Directions: Below are records; reproduce exactly the lines from the first through the one containing "418L311 409L283 425L267".

[Entries taken from a collection]
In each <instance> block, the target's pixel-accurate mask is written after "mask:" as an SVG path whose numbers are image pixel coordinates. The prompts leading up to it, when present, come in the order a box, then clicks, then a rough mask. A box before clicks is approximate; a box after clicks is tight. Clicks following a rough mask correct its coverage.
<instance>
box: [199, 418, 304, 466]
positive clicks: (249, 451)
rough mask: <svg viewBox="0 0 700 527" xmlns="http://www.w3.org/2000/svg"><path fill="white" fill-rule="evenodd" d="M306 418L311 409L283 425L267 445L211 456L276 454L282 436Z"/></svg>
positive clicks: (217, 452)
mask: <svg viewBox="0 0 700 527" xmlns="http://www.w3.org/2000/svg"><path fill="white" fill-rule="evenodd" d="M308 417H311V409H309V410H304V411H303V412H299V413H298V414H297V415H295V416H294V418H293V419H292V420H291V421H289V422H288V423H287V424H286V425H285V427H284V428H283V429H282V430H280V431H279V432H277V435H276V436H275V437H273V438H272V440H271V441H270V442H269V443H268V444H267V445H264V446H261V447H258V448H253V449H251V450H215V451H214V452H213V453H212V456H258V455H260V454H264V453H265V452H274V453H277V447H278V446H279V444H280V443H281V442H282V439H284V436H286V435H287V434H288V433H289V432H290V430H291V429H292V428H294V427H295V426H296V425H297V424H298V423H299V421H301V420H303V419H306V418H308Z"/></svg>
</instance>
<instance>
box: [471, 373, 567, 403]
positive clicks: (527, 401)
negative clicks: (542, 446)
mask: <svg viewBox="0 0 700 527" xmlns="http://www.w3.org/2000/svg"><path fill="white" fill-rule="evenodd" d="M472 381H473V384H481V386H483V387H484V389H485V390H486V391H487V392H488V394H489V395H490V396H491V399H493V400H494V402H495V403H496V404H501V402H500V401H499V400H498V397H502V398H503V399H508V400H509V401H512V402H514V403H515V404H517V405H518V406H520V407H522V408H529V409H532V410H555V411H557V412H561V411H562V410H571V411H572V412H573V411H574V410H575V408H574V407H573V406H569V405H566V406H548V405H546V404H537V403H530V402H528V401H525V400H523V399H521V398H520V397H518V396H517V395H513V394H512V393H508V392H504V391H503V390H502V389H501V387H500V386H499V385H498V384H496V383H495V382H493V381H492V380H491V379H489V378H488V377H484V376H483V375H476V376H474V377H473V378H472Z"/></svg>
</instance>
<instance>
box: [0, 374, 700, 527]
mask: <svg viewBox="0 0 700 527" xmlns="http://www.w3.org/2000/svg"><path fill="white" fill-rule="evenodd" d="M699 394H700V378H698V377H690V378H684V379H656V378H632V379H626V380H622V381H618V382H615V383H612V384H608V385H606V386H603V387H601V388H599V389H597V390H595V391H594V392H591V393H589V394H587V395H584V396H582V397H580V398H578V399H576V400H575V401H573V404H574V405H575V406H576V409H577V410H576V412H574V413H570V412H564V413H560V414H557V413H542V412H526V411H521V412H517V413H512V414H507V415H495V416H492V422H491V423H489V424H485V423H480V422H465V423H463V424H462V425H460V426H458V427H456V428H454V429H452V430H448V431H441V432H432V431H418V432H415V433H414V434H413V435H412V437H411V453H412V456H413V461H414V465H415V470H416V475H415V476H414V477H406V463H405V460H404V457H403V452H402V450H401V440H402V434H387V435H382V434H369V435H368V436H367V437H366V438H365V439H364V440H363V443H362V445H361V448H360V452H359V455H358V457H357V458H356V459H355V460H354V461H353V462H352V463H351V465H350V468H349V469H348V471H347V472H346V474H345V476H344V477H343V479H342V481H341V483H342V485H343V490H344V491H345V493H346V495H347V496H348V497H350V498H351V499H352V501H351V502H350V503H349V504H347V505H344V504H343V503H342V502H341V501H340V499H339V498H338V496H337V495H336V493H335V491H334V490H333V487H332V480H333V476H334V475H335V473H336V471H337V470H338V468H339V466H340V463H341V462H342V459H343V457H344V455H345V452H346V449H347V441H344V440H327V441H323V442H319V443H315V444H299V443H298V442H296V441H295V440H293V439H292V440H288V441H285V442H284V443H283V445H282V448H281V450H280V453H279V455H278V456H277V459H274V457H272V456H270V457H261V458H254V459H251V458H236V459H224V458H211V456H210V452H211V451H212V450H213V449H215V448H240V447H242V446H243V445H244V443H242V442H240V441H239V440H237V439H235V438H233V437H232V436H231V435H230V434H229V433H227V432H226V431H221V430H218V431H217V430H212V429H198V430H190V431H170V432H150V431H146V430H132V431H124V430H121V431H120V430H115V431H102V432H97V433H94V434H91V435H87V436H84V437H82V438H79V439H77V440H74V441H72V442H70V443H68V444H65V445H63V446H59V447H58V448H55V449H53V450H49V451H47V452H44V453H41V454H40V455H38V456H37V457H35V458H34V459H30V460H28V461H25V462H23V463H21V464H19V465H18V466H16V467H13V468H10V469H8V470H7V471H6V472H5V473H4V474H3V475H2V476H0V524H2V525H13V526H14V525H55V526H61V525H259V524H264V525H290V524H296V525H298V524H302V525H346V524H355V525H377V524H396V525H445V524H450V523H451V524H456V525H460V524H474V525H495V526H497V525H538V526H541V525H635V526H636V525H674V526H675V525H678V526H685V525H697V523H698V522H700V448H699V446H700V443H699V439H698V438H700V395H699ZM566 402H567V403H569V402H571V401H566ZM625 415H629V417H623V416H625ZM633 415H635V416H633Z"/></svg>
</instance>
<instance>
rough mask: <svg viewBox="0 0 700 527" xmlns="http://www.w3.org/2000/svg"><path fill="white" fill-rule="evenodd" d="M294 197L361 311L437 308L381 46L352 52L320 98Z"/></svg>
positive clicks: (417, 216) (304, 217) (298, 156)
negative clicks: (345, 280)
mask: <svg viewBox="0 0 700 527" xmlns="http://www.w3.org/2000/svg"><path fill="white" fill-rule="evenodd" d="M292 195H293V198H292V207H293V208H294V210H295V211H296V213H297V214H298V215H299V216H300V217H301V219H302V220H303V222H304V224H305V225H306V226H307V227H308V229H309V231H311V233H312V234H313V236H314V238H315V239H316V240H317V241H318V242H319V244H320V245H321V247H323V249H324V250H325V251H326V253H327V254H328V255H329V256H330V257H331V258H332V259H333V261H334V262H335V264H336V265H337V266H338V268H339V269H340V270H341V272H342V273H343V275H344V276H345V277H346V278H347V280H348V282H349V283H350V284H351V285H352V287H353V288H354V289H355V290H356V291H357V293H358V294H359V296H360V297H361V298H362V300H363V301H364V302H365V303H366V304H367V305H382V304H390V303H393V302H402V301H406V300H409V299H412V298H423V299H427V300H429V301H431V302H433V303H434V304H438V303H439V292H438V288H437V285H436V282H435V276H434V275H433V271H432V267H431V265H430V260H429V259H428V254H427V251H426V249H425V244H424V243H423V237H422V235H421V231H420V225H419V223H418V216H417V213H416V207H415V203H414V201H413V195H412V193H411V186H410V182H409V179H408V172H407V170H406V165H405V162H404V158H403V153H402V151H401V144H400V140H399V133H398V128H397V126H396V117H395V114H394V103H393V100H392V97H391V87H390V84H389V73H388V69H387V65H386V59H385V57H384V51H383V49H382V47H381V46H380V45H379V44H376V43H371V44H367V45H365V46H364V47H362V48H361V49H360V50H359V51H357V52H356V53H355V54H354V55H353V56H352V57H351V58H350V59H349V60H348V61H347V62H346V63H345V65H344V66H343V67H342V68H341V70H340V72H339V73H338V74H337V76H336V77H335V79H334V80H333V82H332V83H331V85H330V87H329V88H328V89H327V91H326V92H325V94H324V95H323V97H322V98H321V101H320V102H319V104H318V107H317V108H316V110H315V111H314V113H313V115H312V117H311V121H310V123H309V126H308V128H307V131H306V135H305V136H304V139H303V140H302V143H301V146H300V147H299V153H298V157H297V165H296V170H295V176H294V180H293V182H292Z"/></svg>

Solution for this problem:
In each <instance> block, the target's pixel-accurate mask is written after "mask:" as an SVG path whose numbers are image pixel coordinates. The prompts leading up to it, when present, come in the order a box, then clicks, then a rough mask. A box before clicks is approximate; a box after clicks is tight. Clicks following a rough mask correct its coverage.
<instance>
box: [199, 418, 304, 466]
positive clicks: (249, 451)
rough mask: <svg viewBox="0 0 700 527" xmlns="http://www.w3.org/2000/svg"><path fill="white" fill-rule="evenodd" d="M306 418L311 409L283 425L267 445L211 456L276 454L282 436Z"/></svg>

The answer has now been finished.